Dein Vorhaben halte ich ebenfalls für extrem schwierig bis aussichtslos,
weil Du unbedingt in Kroatien fischen willst. Ich halte die Broadbill- Jagd im
Atlantik für wesendlich aussichtsreicher. Auch wenn Du einen erfahrenen 
Skipper anheuerst, willst Du Dich ja trotzdem vorinformieren, sonst hättest
Du ja Deine Fragen nicht gestellt.

Daher einige Gedanken von mir zum Driftfischen als grobe Orientierung, was sich woanders schon bewert hat. 

Das Tackle:

Das von mir hier beschrieben Tackle habe ich absichtlich so gewählt, weil Heiko noch nie auf Schwertfisch geangelt hat. Ein erfahrener Angler würde durchaus anderes Gerät verwenden, aber Heiko soll seinen ersten Fisch nicht gleich verlieren.

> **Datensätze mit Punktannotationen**
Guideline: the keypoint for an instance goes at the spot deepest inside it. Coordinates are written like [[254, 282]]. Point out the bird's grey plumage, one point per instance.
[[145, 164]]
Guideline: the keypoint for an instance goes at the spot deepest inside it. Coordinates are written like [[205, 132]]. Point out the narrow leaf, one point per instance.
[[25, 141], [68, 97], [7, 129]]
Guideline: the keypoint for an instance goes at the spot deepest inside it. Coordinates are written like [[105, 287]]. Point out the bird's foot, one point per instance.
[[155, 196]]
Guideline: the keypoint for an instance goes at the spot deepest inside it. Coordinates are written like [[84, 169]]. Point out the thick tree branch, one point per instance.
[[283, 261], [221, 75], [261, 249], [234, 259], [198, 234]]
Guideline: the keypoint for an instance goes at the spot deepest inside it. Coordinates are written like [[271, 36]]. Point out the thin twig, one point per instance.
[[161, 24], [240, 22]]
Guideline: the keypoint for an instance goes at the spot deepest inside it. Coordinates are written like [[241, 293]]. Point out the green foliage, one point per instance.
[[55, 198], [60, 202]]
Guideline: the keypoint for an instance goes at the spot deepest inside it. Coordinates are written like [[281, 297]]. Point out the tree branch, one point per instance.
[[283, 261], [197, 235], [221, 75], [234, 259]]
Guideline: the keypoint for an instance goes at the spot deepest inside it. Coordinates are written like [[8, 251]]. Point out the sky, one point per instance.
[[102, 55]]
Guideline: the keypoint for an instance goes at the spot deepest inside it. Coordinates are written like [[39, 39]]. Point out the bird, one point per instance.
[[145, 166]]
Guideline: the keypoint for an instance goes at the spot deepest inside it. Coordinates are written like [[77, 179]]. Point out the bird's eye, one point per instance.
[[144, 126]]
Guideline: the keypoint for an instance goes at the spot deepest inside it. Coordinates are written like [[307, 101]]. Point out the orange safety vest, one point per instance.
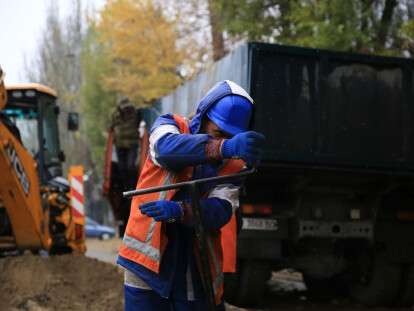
[[145, 239]]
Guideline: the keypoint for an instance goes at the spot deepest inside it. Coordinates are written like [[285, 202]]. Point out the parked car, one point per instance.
[[96, 230]]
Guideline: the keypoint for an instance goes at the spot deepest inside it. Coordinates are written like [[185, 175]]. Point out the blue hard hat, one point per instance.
[[231, 114]]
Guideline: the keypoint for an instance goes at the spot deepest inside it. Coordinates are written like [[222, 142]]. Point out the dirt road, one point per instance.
[[67, 282], [36, 283]]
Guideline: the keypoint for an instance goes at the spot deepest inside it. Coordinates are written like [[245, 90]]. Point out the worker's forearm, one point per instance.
[[176, 151]]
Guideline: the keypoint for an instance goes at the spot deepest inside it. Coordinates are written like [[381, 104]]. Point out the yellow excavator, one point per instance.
[[36, 202]]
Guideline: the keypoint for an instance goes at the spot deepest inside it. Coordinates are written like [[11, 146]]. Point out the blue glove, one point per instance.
[[162, 210], [246, 145]]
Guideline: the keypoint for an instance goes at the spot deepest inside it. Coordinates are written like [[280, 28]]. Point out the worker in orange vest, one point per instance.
[[159, 251]]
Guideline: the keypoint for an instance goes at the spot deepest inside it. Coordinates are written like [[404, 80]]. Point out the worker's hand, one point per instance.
[[162, 210], [246, 146]]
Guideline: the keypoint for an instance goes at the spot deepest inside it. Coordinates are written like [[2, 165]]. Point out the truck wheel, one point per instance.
[[324, 288], [247, 286], [406, 298], [378, 285], [105, 236]]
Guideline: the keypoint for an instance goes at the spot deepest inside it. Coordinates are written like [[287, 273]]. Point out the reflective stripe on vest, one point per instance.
[[145, 247]]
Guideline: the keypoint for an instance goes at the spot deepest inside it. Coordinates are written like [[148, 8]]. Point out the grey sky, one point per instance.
[[21, 25]]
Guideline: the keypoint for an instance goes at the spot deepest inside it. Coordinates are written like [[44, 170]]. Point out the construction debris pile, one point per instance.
[[67, 282]]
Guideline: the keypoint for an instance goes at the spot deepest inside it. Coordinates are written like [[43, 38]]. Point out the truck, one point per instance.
[[333, 196], [39, 209]]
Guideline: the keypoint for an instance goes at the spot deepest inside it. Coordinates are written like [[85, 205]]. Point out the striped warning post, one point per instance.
[[76, 191]]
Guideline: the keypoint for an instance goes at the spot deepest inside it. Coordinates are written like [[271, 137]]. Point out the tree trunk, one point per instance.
[[216, 33], [385, 22]]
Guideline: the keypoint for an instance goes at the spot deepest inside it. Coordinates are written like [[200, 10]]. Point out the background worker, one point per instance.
[[124, 127], [159, 252]]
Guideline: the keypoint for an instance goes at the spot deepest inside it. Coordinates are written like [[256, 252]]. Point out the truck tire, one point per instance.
[[406, 298], [379, 286], [246, 287], [324, 288]]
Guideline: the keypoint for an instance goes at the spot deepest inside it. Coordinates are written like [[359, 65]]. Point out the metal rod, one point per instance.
[[128, 194], [201, 237]]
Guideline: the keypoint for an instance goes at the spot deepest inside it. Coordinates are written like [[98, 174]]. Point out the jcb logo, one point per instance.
[[18, 167]]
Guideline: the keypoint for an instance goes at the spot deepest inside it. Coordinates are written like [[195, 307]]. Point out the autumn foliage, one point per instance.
[[141, 44]]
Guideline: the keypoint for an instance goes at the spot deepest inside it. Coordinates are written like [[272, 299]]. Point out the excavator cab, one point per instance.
[[33, 111], [36, 202]]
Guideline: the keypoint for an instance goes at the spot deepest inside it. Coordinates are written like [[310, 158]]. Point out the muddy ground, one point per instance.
[[68, 282], [37, 283]]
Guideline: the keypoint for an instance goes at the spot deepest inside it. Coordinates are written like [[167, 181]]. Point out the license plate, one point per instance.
[[260, 224]]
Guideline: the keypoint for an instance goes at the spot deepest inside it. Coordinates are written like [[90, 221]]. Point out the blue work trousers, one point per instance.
[[137, 299]]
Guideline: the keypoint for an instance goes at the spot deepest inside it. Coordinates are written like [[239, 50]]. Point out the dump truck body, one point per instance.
[[333, 194]]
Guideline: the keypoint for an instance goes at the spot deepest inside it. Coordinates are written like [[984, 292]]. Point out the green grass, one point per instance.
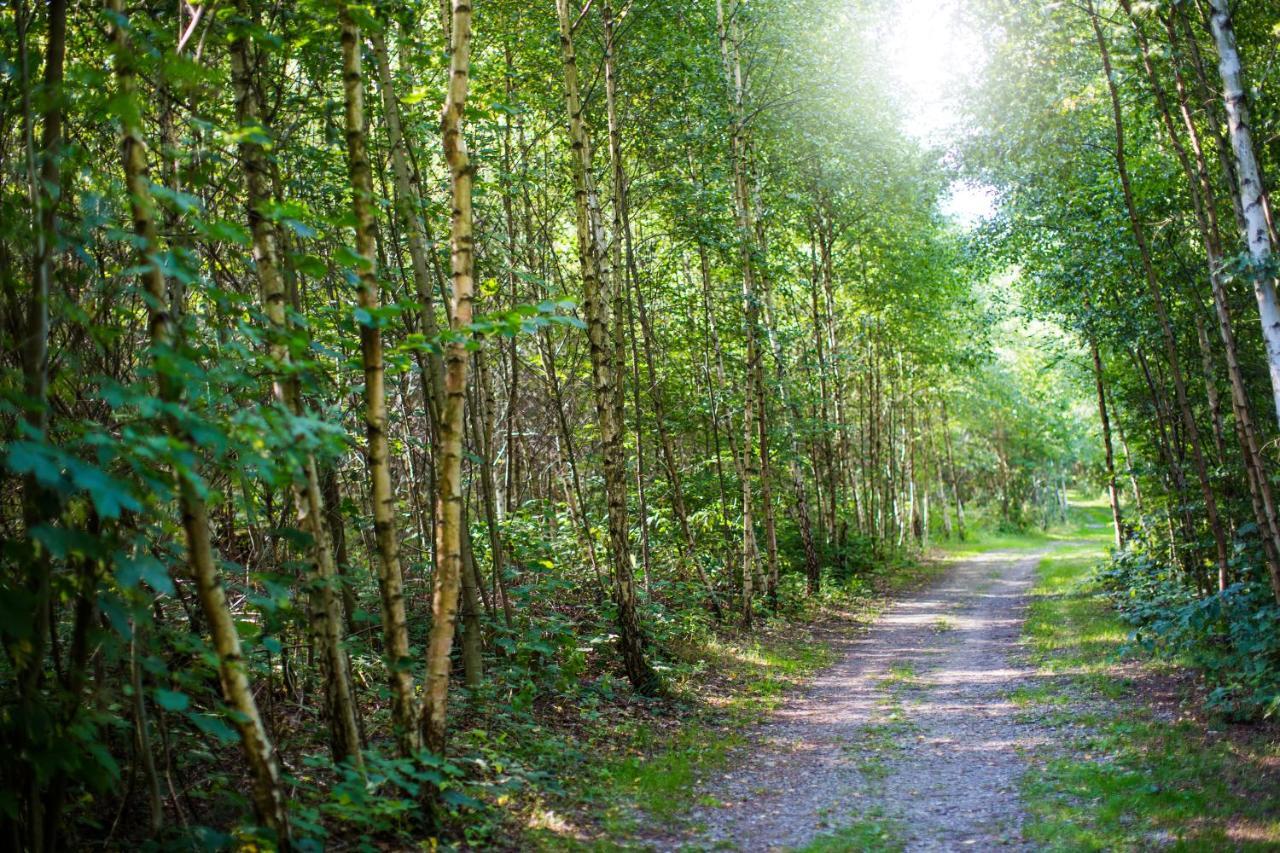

> **AUFGABEN**
#1 Wiederhole aus dem Beitrag zum Schwertfischangeln die Passage von "Das von mir" bis einschließlich "nicht gleich verlieren." wortgetreu.
#2 Schreib den Beitrag zum Schwertfischangeln im Anschluss an seinen letzten Satz weiter.

> **LÖSUNGEN DER REIHE NACH**
#1
Das von mir hier beschrieben Tackle habe ich absichtlich so gewählt, weil Heiko noch nie auf Schwertfisch geangelt hat. Ein erfahrener Angler würde durchaus anderes Gerät verwenden, aber Heiko soll seinen ersten Fisch nicht gleich verlieren.

#2
Obwohl es auch Angler gibt, die mit 50-er Ausrüstung Schwertfische fangen, würde ich hier zum 80 lbs – Gerät greifen, weil hier eine große Schnurreserve sehr von Vorteil ist. Die Rollen bekommen ein Backing aus 150 lbs Power Pro. Vor das Backing kommt ein Topshot- Leader, von ungefähr 100 m 130 lbs Mono, weil die geflochtene Schnur ja fast keine Dehnung hat. Beim Bespulen markierst Du die Schnur entsprechend der Tiefe in der Du fischen willst. 

Dann ermittelst Du mit Hilfe eines Federkraftmessers eine Bremseinstellung von 6-8 kg und markierst sie auf der Rolle. 

Auffinden der Fischplätze:

Du brauchst auf jeden Fall einen Fischfinder, der auch den Meeresgrund in 700 m Tiefe noch gut abbilden kann. Interessant sind immer Plätze mit Strömungskanten unterschiedlicher Temperaturbereiche und Unterwasserberge oder sonstige Strukturen. 

Köder: Geeignet sind Köderfische der Hochsee aller Art und Squids als Life- oder 
Deadbait, je nach Verfügbarkeit in der Region. Hakengröße 8/0 bis 11/0. Das Vorfach besteht aus 200 – 400 lbs Mono. 

Anleitungen, wie man die Naturköder riggt, findest Du im Internet zuhauf.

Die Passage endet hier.